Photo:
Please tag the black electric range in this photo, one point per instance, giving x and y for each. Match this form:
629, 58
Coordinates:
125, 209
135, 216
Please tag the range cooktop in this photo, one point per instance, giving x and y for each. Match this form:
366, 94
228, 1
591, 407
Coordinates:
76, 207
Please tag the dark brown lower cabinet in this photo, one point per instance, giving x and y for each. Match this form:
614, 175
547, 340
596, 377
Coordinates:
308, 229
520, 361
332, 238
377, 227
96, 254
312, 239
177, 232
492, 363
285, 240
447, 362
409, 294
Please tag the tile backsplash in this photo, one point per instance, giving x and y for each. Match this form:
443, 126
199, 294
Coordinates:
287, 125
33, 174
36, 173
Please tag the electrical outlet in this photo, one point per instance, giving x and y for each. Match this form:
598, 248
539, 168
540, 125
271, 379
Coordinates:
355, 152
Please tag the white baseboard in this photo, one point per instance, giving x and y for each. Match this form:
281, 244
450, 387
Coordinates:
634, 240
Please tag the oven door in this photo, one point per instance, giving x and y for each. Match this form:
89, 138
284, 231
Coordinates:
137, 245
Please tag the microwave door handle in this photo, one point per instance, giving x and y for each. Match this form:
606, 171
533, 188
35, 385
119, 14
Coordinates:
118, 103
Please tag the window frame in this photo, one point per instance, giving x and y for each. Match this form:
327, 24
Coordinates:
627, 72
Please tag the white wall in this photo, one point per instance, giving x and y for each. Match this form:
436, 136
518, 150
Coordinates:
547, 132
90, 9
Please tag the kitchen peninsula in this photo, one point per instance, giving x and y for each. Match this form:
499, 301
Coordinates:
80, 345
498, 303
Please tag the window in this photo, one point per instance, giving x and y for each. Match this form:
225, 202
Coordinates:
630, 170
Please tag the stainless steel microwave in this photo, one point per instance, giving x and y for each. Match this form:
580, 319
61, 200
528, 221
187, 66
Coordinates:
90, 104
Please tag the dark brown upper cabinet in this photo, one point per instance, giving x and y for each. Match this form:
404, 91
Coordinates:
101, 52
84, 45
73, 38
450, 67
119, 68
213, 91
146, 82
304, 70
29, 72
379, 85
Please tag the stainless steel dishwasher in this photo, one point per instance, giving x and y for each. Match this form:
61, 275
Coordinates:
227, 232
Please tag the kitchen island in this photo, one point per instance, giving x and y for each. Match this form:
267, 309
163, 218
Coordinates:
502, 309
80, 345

* * * * * * *

__THE PROBLEM__. Can you copy out all of the data above line for line, changing nothing?

__COMPLETE RESPONSE__.
Photo:
Please tag the black electric range in this photo, one point per instance, giving x and y for each. Match this form:
629, 58
Coordinates:
125, 209
135, 216
Please tag the range cooktop in this photo, one point per instance, giving x and y for each. Match this form:
366, 94
228, 1
591, 407
Coordinates:
76, 207
Please tag the dark brown lower cabinet in this photo, one point per instance, giving x and y for each. Match this form:
614, 175
547, 340
596, 377
Coordinates:
308, 229
520, 361
332, 238
377, 227
96, 254
312, 239
177, 232
492, 363
285, 240
447, 362
409, 294
Please tag the tile backsplash in this photo, one point per instance, giving x and y for each. Match this form:
443, 126
199, 294
Coordinates:
287, 125
33, 174
36, 173
Please tag the electrical outlet in this photo, one point per instance, giving x and y for each. Match this form:
598, 248
539, 168
540, 125
271, 379
Coordinates:
355, 152
Please tag the white baseboard in this photo, one point per instance, giving x and y for each. Match this form:
281, 244
450, 387
Coordinates:
634, 240
Please tag the oven door in this photo, one point per instance, giving x and y for each. Match this form:
89, 138
284, 231
Coordinates:
137, 245
Please tag the microwave door handle in this photo, one point per instance, giving x and y for each. Match this form:
606, 171
533, 188
35, 385
119, 14
Coordinates:
118, 103
Please tag the window frame in this photo, one point per instance, giving x and y for each. Match this form:
327, 24
Coordinates:
627, 72
Please tag the white wall in this photo, one point per instance, giving x and y for each. Match this form:
436, 136
518, 150
Coordinates:
547, 132
90, 9
Please tag the kitchen peninsula in this photo, one point per instance, giving x and y for each. Match this form:
499, 301
Coordinates:
80, 345
498, 303
Please tag the window in this photo, one point per instance, giving x and y for each. Match this form:
225, 202
Coordinates:
630, 170
Please tag the stainless steel microwave in this photo, one point per instance, giving x and y for each. Match this form:
580, 319
61, 200
528, 221
187, 66
Coordinates:
90, 104
Please tag the dark brown upper cabinet in this photo, one point per instance, giving x and y for each. Match this form:
404, 91
Coordinates:
101, 52
84, 45
73, 38
450, 67
119, 68
213, 91
146, 82
304, 70
29, 72
379, 85
Please tag the stainless steel dishwasher in this photo, one point per instance, giving x and y for each. Match this form:
61, 275
Coordinates:
227, 232
Please tag the kitchen island in this photo, one point per instance, giving x and y for each. Match this form:
267, 309
163, 218
Coordinates:
502, 309
80, 345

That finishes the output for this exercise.